- TEXT PASSAGE -
Last summer the mountain looked like a benign Colorado version of Mount St. Helen's. Toppled trees were everywhere, their trunks scattered like Vulcan's own matchsticks over great slashes of raw dirt. There was no steam, no underground thunder, no acres of gray ash, but still the devastation seemed final, the damage irrevocable. Now a blanket of snow has fallen over the mountain and the transformation is miraculous. Summer's ravages have changed into winter's glories, and the harshly barbered mountainside of July has become a network of ski trails, beautifully groomed, gracefully sculpted. It's a place of authentic splendor: Beaver Creek, long awaited and often despaired of, North America's latest major ski resort—and, just possibly, its last.
The last resort? Forever? Well, there are plans for a few others, hopes for a few more—dreams. But there is no guarantee that there will be another laid out on the scale of Beaver Creek—a first-class "destination resort" (travel-agent jargon for a resort that offers lodging) to rival the country's best and biggest: Aspen, Vail, Sun Valley.
Of course, the saga of Beaver Creek has been climaxed by success: the area will open on Dec. 15 with 25 miles of trails and six chair lifts strung over some 450 acres of the rugged Rockies. But reaching this happy point involved such a long, painful, expensive, exhausting, frustrating process that sane men may well be discouraged from trying ever again to create something like Beaver Creek. Cal Conniff, executive director of the National Ski Areas Association, is paid to be optimistic about the future and fortunes of the ski business. Yet he says, "I'm not suggesting that it's flat-out impossible to develop another major destination ski resort. It's not, but there are obstacles now that tend to scare away investment capital. It's a cumbersome process, full of roadblocks and inherent risks, and terribly slow. From the first conception of a new area it will take five years at least before you can even start the first lift running. The process tends to tie up a lot of money. And the cost of a full-blown destination ski resort is at a minimum $100 million, which means that only large corporations can afford to get involved. Individuals simply don't have that kind of money. Besides, a ski area is a long-term investment. You have to figure that you'll be in operation five years before you begin to get a true return on your money."
So it seems we've reached the end of an era in skiing; no longer can we look forward to the opening of new, better and bigger ski areas, at least certainly not at the frenetic pace that has typified new development over the past three or four decades. Even now, Beaver Creek itself is nowhere near completion. What will open for the 1980-81 season is a $30 million fraction of the entire project, including a mountain full of lifts and trails, an architecturally superb "grandiose rustic"-style restaurant at the 10,208-foot level and a 177-car parking garage at the foot. Period. This year there will be nothing else at Beaver Creek—not so much as a single bed to sleep in.

- REQUEST A -
Answer these questions about the Beaver Creek passage.
(i) On what date is Beaver Creek set to open?
(ii) Who is the executive director of the National Ski Areas Association?
(iii) How many cars does the parking garage at the foot of the mountain hold?

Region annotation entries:
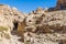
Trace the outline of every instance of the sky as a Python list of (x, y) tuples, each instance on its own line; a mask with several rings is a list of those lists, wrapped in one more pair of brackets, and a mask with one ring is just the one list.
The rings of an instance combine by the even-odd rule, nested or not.
[(2, 4), (15, 7), (19, 11), (31, 12), (41, 8), (53, 8), (56, 6), (57, 0), (0, 0)]

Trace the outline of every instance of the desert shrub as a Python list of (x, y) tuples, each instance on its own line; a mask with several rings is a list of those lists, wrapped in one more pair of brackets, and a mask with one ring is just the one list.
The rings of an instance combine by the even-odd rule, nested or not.
[(0, 32), (2, 32), (2, 31), (8, 31), (8, 28), (0, 26)]

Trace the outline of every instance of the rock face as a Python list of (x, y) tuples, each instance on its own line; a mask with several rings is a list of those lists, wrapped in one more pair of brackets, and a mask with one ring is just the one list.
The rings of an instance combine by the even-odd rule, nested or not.
[(65, 4), (58, 0), (54, 11), (37, 8), (28, 14), (0, 4), (0, 44), (65, 44), (66, 10), (61, 10)]
[(57, 0), (57, 9), (66, 9), (66, 0)]
[(28, 15), (25, 20), (26, 33), (24, 33), (24, 43), (61, 44), (62, 42), (62, 44), (65, 44), (66, 10), (46, 11), (38, 8)]
[(24, 18), (24, 13), (18, 11), (16, 8), (0, 4), (0, 44), (22, 44), (22, 42), (18, 41), (21, 37), (12, 35), (11, 31), (19, 32), (14, 28), (20, 28), (20, 24), (18, 26), (15, 22), (23, 22)]

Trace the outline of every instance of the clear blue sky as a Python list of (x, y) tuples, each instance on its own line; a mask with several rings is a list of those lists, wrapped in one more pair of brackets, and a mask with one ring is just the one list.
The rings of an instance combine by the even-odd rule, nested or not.
[(16, 7), (20, 11), (30, 12), (37, 7), (51, 8), (56, 6), (57, 0), (0, 0), (0, 3)]

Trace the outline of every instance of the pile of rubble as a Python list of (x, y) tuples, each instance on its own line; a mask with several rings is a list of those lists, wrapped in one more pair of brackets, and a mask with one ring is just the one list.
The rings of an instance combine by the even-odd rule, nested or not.
[(38, 8), (28, 14), (0, 4), (0, 44), (64, 44), (66, 10)]
[(52, 12), (48, 12), (47, 10), (48, 9), (43, 10), (38, 8), (36, 11), (29, 13), (25, 20), (26, 33), (24, 33), (24, 43), (65, 44), (66, 10), (52, 11)]

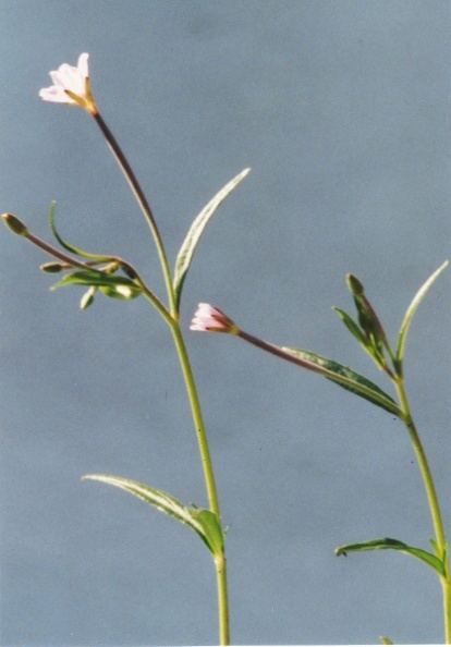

- REQUEST B -
In the records, copy the lines from the line with "Trace the outline of every instance of the clear" up to and including the line with "0), (0, 0), (0, 3)]".

- WORKED ANSWER A -
(i) Dec. 15
(ii) Cal Conniff
(iii) 177

- WORKED ANSWER B -
Trace the outline of every instance of the clear blue sky as a Python list of (x, y) tuples, each instance on its own line; a mask with several rings is a list of those lists, wrapped in one more pair of brackets, and a mask with one ring is just the one list.
The rings of an instance combine by the even-odd rule, nested or not.
[(16, 7), (20, 11), (30, 12), (37, 7), (51, 8), (56, 6), (57, 0), (0, 0), (0, 3)]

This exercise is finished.